» **ИСХОДНЫЙ ТЕКСТ**
Сюжет любви интеллигента к простолюдинке какой-то бунинский, что-то вроде «Митиной любви» (недаром так потряс Пришвина этот рассказ земляка)* или «Темных ал­лей», которые он вряд ли читал, но если бы прочел, навер­няка оценил бы не менее высоко. Но есть и разница. Для бунинских героев, дворян, студентов, барчуков — а точнее, Для одного общего героя, перемещающегося из рассказа в Рассказ — естественно было сойтись с крестьянкой или гор­ничной, даже полюбить ее — и совершенно немыслимо на

* «До неприятности все близкое (елецкое) и так хорошо написано, будто не читаешь, а ликер пьешь» (Пришвин М. М. Собр. соч.: В 8 т. Т. 8. С. 176).


ней жениться, ибо Бунин сословных предрассудков всегда придерживался; пришвинская же судьба и некий, поначалу противоположный бунинским разрывам и расставаниям ис­ход его любви, женитьба на дикарке, рождение детей, стро­ительство дома и будущие очень сложные отношения с про­стонародной супругой, так или иначе все равно приходящие к разрыву через много лет («конечно это была не семья, а прицепка к жизни»), словно дают ответ на вопрос, что бы было, если б Николай Алексеевич из давшего название всей бунинской книге рассказа женился на крестьянке Надежде.

Мучительное переживание разрыва плоти и духа сближа­ло елецких юношей ничуть не меньше, чем ужас революции семнадцатого года двух соседей-помещиков (так что связь между революцией и полом, конечно, есть, хотя педалиро­вание этой темы в духе работ А. М. Эткинда кажется мне вряд ли оправданным).

Пришвин боялся кошмара чисто физиологического со­ития, сколько мог, избегал, сдерживал себя изо всех сил, сходил с ума, страдал, бросался то в марксизм, то в идеа­лизм (для него это было одно и то же: «В своем кружке мы постоянно говорили, что бытие определяет сознание, но жи­ли обратно: наше сознание идеальной и разумной действи­тельности поглощало все наше бытие»), пока не понял, что плотское — это зверь, которому надо дать насытиться, а ес­ли оставить его голодным — то прямой путь к хлыстам.

«Во всех попытках жить для всех бессознательно управ­ляет человеком его самость, но встречаясь в сознании с альтруизмом, она превращает жизнь человека в гримасу; единственный способ освободиться от этого зверя, всегда голодного, это насытить его, следить за ним, ухаживать, и вот, когда успокоенный зверь уснет, можно позволять себе отлучки в другую сторону (altera): это хозяйство со своим зверем и есть самость, без которой нельзя помочь другим людям»17.

Любопытные мысли по этому поводу есть у Б. Пастерна­ка в «Охранной грамоте»: «Всякая литература о поле, как и самое слово «пол», отдают несносной пошлостью, и в этом их назначенье. Именно только в этой омерзительности при­годны они природе, потому что как раз на страхе пошлости построен ее контакт с нами, и ничто не пошлое ее кон­трольных средств не пополняло бы. (...)

» **ИСХОДНЫЕ ДАННЫЕ**
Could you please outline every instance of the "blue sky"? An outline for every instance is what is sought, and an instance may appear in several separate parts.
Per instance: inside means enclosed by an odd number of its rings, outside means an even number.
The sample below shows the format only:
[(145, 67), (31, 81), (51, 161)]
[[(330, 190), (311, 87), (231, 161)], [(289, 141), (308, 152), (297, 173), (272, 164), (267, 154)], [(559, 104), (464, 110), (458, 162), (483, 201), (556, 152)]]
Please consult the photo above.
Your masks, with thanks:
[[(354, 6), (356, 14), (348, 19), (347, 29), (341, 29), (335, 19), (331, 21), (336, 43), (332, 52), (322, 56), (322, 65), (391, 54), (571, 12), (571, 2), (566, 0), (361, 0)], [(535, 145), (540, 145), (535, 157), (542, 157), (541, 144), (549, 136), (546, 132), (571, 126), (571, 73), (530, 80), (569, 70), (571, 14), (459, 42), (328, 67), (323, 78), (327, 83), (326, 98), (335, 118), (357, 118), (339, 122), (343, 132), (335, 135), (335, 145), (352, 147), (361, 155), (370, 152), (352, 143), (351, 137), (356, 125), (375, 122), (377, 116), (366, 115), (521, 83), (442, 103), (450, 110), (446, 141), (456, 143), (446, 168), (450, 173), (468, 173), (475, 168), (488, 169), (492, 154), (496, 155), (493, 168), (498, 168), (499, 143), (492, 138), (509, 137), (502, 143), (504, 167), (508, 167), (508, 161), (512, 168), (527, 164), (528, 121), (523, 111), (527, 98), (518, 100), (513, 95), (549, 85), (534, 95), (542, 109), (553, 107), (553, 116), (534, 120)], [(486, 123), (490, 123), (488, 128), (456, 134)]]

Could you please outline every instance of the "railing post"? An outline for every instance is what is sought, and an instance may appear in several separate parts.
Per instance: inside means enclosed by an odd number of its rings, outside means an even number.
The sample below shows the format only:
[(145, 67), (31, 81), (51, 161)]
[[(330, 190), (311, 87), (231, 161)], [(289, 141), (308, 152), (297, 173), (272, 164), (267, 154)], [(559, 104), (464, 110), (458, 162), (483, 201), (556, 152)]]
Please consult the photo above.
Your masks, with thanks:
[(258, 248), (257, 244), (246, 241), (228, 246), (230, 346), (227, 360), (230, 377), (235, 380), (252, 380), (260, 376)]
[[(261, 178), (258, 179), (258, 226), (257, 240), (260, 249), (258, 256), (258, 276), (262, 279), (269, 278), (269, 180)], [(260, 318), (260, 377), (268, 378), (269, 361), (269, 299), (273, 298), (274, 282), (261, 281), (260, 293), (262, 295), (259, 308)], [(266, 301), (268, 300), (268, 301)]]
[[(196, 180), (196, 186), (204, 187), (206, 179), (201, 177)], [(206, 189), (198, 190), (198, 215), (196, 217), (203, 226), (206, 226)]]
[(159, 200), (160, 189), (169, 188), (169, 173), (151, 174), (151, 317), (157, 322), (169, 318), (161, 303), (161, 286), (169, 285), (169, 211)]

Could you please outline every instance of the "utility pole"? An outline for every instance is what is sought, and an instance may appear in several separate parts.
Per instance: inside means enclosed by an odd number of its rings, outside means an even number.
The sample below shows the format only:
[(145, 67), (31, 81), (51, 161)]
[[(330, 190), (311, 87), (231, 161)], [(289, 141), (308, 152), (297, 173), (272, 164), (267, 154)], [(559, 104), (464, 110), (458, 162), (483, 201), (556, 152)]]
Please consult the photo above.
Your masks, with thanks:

---

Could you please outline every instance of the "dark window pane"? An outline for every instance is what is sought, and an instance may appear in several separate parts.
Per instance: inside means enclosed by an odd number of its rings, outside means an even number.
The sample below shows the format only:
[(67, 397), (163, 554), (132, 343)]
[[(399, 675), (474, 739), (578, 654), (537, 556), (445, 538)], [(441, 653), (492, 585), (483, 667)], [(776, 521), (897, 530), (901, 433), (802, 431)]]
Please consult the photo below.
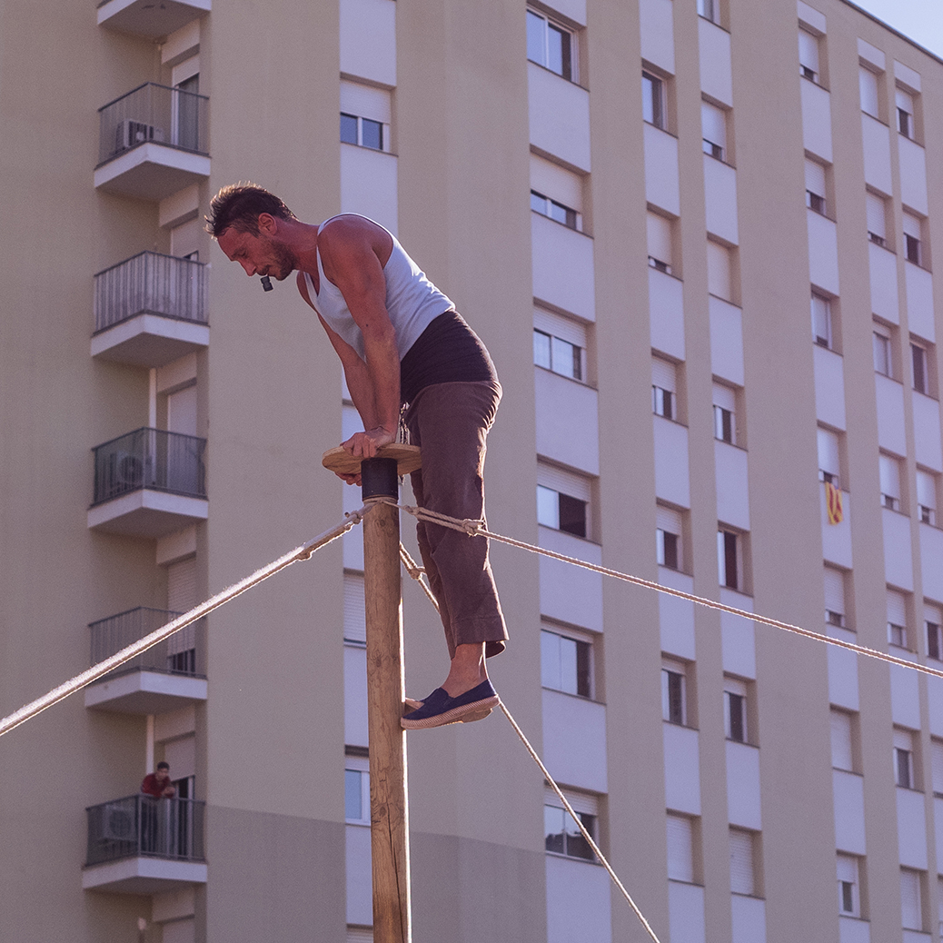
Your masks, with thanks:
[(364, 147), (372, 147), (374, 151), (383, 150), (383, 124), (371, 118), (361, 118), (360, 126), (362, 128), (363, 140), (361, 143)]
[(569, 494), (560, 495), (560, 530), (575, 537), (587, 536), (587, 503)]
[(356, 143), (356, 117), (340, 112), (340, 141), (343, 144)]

» **ЧТО СДЕЛАТЬ**
Перепишите отрывок о Пришвине между «Пришвин боялся кошмара» и «путь к хлыстам.» включительно, поменяв «хлыстам» на «скопцам». Листинг к отрывку о Пришвине отношения не имеет.

» **ГОТОВЫЙ ОТВЕТ**
Пришвин боялся кошмара чисто физиологического со­ития, сколько мог, избегал, сдерживал себя изо всех сил, сходил с ума, страдал, бросался то в марксизм, то в идеа­лизм (для него это было одно и то же: «В своем кружке мы постоянно говорили, что бытие определяет сознание, но жи­ли обратно: наше сознание идеальной и разумной действи­тельности поглощало все наше бытие»), пока не понял, что плотское — это зверь, которому надо дать насытиться, а ес­ли оставить его голодным — то прямой путь к скопцам.